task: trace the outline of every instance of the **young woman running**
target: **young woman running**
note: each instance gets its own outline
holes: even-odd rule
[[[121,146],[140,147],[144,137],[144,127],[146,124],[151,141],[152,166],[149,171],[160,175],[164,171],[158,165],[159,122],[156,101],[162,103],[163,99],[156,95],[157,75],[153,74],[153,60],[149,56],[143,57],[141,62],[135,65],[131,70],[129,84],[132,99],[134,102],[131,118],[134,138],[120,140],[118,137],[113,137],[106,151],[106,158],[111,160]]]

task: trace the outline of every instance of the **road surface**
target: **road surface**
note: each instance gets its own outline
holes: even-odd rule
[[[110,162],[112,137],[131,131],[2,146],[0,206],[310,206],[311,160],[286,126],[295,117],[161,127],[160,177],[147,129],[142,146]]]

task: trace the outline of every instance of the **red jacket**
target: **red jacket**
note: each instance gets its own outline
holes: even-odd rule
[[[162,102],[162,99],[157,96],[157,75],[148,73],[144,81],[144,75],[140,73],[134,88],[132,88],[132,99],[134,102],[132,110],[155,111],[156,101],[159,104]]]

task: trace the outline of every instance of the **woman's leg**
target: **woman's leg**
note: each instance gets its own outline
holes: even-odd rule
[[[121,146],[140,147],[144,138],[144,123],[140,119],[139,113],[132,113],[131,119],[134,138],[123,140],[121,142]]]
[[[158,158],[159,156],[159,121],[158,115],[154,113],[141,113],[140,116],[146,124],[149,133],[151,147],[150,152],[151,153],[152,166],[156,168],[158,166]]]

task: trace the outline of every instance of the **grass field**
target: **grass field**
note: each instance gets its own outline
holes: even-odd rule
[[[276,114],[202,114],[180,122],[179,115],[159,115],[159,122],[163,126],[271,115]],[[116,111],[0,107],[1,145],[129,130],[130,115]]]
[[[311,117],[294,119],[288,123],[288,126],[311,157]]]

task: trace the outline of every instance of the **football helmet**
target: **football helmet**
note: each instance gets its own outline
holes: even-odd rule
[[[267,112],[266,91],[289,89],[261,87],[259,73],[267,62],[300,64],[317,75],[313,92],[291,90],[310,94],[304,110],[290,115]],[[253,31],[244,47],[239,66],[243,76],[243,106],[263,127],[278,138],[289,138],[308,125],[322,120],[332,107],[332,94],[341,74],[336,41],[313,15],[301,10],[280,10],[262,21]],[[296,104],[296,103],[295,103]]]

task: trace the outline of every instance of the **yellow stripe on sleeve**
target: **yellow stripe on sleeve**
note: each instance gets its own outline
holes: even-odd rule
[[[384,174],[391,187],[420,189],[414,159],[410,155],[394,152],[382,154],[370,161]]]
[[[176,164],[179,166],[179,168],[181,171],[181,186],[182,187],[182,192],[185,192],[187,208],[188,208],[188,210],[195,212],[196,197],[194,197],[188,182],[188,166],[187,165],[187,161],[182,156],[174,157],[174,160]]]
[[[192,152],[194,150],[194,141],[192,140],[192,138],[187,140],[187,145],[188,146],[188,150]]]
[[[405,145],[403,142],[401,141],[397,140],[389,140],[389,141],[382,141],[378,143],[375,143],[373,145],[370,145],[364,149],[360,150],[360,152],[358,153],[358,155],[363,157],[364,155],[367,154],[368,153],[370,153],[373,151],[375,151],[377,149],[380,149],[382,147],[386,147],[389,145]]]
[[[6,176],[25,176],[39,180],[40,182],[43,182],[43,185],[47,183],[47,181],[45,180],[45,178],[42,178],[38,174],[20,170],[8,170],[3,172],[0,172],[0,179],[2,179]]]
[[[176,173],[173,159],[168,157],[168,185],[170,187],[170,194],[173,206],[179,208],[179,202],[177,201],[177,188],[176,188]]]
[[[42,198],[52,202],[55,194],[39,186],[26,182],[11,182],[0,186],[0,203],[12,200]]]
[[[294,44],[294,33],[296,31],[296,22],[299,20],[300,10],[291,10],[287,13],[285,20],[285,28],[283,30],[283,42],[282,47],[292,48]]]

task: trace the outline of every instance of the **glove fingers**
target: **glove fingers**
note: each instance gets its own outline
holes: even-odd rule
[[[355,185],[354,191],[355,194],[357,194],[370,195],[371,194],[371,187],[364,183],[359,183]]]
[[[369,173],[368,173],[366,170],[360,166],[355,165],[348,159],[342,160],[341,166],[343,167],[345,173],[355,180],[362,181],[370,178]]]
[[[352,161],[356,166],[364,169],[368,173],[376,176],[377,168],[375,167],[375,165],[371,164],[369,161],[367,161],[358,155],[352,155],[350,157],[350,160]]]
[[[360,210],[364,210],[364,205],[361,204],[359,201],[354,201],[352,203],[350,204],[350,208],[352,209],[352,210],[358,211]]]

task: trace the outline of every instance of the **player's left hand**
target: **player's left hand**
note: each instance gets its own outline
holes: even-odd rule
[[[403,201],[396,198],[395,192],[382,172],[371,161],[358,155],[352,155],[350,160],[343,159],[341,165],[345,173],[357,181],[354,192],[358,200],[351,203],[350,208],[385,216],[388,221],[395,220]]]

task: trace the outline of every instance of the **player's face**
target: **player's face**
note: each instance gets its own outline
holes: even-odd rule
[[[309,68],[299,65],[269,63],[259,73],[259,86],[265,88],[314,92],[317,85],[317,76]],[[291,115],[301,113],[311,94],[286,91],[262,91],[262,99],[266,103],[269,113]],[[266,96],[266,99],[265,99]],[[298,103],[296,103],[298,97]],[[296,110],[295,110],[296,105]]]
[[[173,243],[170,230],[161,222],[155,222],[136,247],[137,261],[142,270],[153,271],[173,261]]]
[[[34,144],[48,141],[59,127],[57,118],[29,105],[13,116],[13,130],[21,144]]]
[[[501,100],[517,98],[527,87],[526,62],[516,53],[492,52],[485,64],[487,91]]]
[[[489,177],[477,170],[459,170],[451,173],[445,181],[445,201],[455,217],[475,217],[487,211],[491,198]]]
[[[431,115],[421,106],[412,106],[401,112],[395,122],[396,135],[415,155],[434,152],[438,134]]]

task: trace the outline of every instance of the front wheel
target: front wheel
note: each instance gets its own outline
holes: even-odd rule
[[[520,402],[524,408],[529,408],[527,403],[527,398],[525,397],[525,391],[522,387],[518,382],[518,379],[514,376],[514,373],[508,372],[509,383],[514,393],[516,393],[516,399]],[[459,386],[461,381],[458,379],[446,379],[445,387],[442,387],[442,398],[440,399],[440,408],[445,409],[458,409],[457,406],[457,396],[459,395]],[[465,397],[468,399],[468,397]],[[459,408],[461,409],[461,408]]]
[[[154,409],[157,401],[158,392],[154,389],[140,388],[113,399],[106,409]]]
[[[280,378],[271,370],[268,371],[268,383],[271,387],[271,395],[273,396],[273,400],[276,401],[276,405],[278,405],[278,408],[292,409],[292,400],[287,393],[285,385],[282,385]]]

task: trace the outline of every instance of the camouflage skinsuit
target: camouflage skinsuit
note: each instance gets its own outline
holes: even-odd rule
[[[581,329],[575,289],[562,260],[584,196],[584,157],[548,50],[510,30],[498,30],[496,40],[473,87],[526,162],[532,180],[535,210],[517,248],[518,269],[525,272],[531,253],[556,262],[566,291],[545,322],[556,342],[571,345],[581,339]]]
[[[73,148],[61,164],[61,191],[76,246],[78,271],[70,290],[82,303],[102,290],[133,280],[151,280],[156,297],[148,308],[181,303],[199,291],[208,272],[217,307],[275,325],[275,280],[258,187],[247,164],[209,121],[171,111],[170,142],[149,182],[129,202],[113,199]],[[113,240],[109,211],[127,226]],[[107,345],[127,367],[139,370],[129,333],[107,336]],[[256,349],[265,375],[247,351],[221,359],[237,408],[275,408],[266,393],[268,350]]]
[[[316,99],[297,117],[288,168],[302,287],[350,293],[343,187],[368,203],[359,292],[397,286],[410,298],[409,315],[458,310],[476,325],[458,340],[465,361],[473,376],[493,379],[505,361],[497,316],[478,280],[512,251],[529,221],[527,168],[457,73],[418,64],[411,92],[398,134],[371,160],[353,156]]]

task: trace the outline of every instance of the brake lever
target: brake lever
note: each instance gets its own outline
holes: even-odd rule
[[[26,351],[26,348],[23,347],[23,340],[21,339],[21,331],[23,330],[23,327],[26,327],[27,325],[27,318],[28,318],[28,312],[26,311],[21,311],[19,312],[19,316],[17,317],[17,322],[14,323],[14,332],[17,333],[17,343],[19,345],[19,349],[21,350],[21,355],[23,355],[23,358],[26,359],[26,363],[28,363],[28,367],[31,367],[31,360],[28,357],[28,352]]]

**The exercise**
Produce an exact repeat of the lines from the one containing "task: trace the outline of every instance of the brake" through the last line of the data, and nothing more.

**Expected answer**
task: trace the outline of every instance of the brake lever
target: brake lever
note: each instance gets its own outline
holes: even-odd rule
[[[26,351],[26,348],[23,347],[23,340],[21,339],[21,331],[23,330],[23,327],[26,327],[27,325],[27,318],[28,318],[28,312],[26,311],[21,311],[19,312],[19,316],[17,317],[17,322],[14,323],[14,332],[17,333],[17,343],[19,345],[19,349],[21,350],[21,355],[23,355],[23,358],[26,359],[26,363],[28,363],[28,367],[31,367],[31,360],[28,357],[28,352]]]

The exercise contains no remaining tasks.